Future Prospects for IC Studies
In this thesis, a major factor for success was the application of magnetic separation techniques combined with nucleic acid technology. Though the magnetic particles are expensive, magnetic techniques might well be introduced into most diagnostic laboratories to reduce workload and time for a test result. Meanwhile, certain disadvantages, which limit the technique for diagnostic use, should be overcome or avoided.
First, the whole diagnostic protocol should be standardized because rapid and cost-effective identification is imperative in the clinical situation (Table 17). The methods used for the phylogenetic analysis of bacteria based on the 16S rRNA gene invariably involve the sequence determination of PCR products; this is both costly and time consuming. However, it is a powerful tool to augment the traditional techniques used by the clinical microbiologist. Further automation of the technique and preparation of clinical specimens will undoubtedly increase the use of universal PCR/sequencing for identifying the etiology in difficult cases involving probable bacterial infection. In addition, this technique is valuable for researchers interested in the pathology, natural history and epidemiology of bacterial infectious diseases (Anderson et al. 1994).

_Provided data:_

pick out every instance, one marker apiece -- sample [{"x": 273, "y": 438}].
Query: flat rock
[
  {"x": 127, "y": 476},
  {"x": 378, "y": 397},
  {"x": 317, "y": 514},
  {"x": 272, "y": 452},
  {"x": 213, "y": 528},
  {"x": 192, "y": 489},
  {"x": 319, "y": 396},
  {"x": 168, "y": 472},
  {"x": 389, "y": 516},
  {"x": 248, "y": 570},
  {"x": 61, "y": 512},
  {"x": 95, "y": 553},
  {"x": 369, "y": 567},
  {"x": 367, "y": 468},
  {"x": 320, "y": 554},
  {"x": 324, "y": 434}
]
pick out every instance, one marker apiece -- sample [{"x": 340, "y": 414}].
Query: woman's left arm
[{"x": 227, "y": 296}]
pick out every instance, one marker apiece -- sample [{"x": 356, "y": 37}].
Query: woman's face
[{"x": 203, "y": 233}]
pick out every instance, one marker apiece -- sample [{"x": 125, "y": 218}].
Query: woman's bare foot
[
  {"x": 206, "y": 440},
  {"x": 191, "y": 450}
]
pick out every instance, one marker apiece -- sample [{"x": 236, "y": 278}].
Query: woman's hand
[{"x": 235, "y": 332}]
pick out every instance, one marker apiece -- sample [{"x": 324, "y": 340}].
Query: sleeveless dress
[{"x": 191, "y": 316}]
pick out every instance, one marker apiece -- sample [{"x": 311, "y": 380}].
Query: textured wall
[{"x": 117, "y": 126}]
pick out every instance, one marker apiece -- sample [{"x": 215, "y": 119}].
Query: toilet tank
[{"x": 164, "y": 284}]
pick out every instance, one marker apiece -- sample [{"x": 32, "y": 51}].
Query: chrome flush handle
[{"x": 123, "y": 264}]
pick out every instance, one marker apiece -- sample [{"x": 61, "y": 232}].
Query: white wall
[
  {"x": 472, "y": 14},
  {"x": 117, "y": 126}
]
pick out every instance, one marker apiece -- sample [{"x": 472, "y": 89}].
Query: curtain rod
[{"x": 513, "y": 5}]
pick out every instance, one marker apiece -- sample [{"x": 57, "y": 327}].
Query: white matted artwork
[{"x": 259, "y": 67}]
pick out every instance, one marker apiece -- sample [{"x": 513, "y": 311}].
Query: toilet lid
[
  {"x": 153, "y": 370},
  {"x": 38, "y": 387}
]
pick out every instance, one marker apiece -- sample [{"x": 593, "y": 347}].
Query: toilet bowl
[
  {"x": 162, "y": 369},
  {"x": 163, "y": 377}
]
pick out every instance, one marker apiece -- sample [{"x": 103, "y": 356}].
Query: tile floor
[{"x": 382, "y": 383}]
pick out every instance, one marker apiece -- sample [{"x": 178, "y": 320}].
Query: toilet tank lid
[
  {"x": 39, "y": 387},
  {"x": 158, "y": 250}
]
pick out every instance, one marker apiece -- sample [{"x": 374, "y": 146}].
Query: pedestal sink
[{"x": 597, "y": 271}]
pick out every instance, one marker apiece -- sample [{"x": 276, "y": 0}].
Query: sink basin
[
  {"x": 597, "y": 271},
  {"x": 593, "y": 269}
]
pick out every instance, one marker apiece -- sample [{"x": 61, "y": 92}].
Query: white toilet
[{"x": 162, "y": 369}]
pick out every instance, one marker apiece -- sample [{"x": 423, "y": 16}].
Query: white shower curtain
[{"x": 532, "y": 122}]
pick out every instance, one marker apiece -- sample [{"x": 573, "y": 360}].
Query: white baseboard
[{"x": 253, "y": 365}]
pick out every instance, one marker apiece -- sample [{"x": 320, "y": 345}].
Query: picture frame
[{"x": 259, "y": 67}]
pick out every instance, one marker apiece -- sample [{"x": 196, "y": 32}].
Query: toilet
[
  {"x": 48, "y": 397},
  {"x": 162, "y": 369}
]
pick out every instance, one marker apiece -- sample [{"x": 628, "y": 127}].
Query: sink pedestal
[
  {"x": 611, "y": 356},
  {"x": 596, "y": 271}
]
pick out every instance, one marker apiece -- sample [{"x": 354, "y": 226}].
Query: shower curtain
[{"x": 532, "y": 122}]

_Exercise objective:_
In the excerpt on future prospects for IC studies, what do the methods for the phylogenetic analysis of bacteria based on the 16S rRNA gene invariably involve?

_Exercise result:_
They invariably involve the sequence determination of PCR products.